Work instruction – Please copy out all the data. Every detail stays the same.

Material shown –
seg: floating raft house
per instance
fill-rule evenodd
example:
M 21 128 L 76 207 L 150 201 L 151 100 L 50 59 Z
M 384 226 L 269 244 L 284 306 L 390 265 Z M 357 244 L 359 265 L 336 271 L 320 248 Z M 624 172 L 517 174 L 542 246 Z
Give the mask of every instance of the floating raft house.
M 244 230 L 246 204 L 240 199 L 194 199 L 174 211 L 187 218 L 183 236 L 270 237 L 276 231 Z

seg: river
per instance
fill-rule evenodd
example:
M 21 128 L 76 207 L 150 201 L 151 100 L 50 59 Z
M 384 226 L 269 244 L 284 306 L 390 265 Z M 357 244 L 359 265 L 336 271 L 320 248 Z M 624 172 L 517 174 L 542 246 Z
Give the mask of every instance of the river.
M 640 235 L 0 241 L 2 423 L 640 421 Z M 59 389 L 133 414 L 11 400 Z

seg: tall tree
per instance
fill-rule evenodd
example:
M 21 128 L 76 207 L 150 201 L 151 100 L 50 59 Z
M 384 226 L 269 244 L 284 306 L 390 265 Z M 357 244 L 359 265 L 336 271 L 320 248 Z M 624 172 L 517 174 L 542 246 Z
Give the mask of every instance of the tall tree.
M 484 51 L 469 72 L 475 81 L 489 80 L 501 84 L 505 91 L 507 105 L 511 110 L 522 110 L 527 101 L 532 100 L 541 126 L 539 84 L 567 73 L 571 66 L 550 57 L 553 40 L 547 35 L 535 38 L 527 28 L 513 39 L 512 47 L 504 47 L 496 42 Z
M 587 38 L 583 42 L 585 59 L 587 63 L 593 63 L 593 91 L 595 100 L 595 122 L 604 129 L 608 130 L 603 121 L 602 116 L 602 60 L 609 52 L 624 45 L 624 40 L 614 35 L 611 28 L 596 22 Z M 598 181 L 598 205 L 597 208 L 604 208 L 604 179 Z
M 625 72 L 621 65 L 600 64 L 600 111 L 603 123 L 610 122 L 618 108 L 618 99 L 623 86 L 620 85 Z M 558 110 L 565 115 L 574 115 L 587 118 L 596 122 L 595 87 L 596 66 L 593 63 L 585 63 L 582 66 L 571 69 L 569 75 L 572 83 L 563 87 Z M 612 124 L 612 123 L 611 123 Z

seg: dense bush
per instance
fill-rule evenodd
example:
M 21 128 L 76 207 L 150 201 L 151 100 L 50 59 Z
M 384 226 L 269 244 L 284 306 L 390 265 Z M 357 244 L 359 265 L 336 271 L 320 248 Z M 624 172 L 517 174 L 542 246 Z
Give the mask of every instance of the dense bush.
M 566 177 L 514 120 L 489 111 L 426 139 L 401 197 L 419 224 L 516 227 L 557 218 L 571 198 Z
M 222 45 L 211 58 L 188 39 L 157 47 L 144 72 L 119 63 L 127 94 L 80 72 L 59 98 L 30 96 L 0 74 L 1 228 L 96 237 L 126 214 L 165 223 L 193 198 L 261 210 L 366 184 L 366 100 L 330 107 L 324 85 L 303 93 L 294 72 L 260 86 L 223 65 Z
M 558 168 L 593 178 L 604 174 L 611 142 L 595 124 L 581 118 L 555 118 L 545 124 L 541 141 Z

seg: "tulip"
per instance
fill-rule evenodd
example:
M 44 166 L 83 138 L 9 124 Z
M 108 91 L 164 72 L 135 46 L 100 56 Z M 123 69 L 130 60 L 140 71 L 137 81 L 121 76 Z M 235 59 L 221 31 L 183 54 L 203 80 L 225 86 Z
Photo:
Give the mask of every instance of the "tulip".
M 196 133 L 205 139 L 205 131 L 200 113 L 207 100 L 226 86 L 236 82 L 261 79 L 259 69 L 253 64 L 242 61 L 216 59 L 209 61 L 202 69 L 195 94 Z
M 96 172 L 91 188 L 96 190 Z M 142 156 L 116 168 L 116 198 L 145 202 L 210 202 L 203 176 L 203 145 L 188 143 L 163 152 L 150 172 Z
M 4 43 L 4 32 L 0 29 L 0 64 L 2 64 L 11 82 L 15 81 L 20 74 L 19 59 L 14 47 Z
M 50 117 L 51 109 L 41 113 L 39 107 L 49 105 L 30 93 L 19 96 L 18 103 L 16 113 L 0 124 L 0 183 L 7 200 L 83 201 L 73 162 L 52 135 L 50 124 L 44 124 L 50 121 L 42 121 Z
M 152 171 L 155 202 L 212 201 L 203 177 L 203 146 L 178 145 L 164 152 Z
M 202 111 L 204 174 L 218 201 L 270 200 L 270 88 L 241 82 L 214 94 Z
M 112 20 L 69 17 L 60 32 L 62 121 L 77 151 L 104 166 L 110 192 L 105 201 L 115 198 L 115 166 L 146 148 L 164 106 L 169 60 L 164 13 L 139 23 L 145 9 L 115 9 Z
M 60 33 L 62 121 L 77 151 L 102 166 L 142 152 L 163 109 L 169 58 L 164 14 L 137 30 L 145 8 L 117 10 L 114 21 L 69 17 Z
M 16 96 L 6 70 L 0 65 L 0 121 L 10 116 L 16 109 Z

Solution to the exercise –
seg: floating raft house
per instance
fill-rule evenodd
example:
M 21 128 L 76 207 L 150 201 L 151 100 L 50 59 Z
M 384 226 L 269 244 L 284 306 L 390 265 Z M 357 244 L 359 265 L 336 271 L 320 248 Z M 624 172 L 517 174 L 542 246 Z
Give the mask of every instance of the floating raft house.
M 244 230 L 246 204 L 240 199 L 194 199 L 174 211 L 187 218 L 183 236 L 270 237 L 276 231 Z

seg: river
per instance
fill-rule evenodd
example:
M 21 128 L 76 207 L 150 201 L 151 100 L 50 59 Z
M 384 226 L 269 244 L 284 306 L 390 265 Z M 357 244 L 359 265 L 336 271 L 320 248 Z M 624 172 L 517 174 L 542 246 Z
Give the mask of every instance of the river.
M 640 235 L 0 241 L 2 423 L 640 421 Z M 59 389 L 133 414 L 11 400 Z

seg: tall tree
per instance
fill-rule evenodd
example:
M 21 128 L 76 207 L 150 201 L 151 100 L 50 59 Z
M 384 226 L 269 244 L 284 306 L 390 265 Z M 357 244 L 359 265 L 336 271 L 320 248 Z M 624 172 L 517 174 L 542 246 Z
Give the mask of every instance of the tall tree.
M 484 51 L 469 72 L 475 81 L 489 80 L 501 84 L 505 91 L 507 105 L 511 110 L 522 110 L 527 101 L 532 100 L 541 126 L 539 84 L 567 73 L 571 66 L 550 57 L 553 40 L 547 35 L 535 38 L 527 28 L 513 39 L 512 47 L 504 47 L 496 42 Z
M 587 38 L 583 42 L 585 59 L 587 63 L 593 63 L 593 91 L 595 100 L 595 122 L 604 129 L 608 130 L 603 121 L 602 116 L 602 60 L 609 52 L 624 45 L 624 40 L 614 35 L 611 28 L 596 22 Z M 598 181 L 598 205 L 597 208 L 604 208 L 604 179 Z
M 625 72 L 621 65 L 600 64 L 600 111 L 603 123 L 610 122 L 618 108 L 618 99 L 623 86 L 620 85 Z M 558 110 L 565 115 L 574 115 L 587 118 L 596 122 L 595 87 L 596 66 L 593 63 L 585 63 L 582 66 L 571 69 L 569 75 L 572 83 L 563 87 Z M 612 124 L 612 123 L 611 123 Z

seg: dense bush
per instance
fill-rule evenodd
example:
M 21 128 L 76 207 L 150 201 L 151 100 L 50 59 Z
M 384 226 L 269 244 L 284 306 L 390 265 Z M 357 244 L 359 265 L 336 271 L 320 248 Z M 624 172 L 517 174 L 542 246 Z
Give the mask of every instance of the dense bush.
M 566 177 L 514 120 L 489 111 L 426 139 L 401 197 L 419 224 L 516 227 L 557 218 L 571 198 Z
M 222 45 L 211 58 L 188 39 L 157 47 L 144 72 L 119 63 L 127 94 L 80 72 L 59 98 L 30 96 L 0 74 L 1 228 L 96 237 L 126 214 L 165 223 L 193 198 L 261 210 L 366 184 L 366 100 L 330 107 L 324 85 L 303 93 L 294 72 L 260 86 L 223 65 Z
M 558 168 L 593 178 L 604 174 L 611 142 L 595 124 L 581 118 L 555 118 L 545 124 L 541 141 Z

seg: "tulip"
per instance
fill-rule evenodd
example:
M 44 166 L 83 138 L 9 124 Z
M 108 91 L 164 72 L 135 46 L 100 56 Z M 123 69 L 130 60 L 140 71 L 137 81 L 121 76 Z M 235 59 L 221 31 L 183 54 L 203 80 L 225 86 Z
Photo:
Give the mask of every instance of the "tulip".
M 196 133 L 205 139 L 205 131 L 200 113 L 207 100 L 226 86 L 236 82 L 261 79 L 259 69 L 253 64 L 242 61 L 216 59 L 209 61 L 202 69 L 195 94 Z
M 96 172 L 91 188 L 96 190 Z M 142 156 L 116 168 L 116 198 L 145 202 L 210 202 L 203 176 L 203 145 L 188 143 L 163 152 L 150 172 Z
M 4 43 L 4 32 L 0 29 L 0 64 L 2 64 L 11 82 L 15 81 L 20 74 L 19 59 L 14 47 Z
M 50 117 L 51 109 L 41 113 L 39 107 L 49 105 L 30 93 L 19 96 L 18 103 L 16 113 L 0 124 L 0 183 L 7 200 L 83 201 L 73 162 L 52 135 L 50 124 L 44 124 L 50 121 L 42 121 Z
M 152 171 L 155 202 L 212 201 L 203 177 L 203 146 L 178 145 L 164 152 Z
M 202 111 L 204 174 L 218 201 L 270 200 L 270 88 L 241 82 L 214 94 Z
M 112 20 L 69 17 L 60 32 L 62 121 L 77 151 L 104 166 L 110 192 L 105 201 L 115 198 L 115 166 L 146 148 L 164 106 L 169 60 L 164 13 L 139 23 L 145 9 L 115 9 Z
M 60 33 L 62 121 L 77 151 L 102 166 L 142 152 L 163 109 L 169 58 L 164 14 L 137 30 L 145 8 L 117 10 L 114 21 L 69 17 Z
M 16 96 L 6 70 L 0 65 L 0 121 L 10 116 L 16 109 Z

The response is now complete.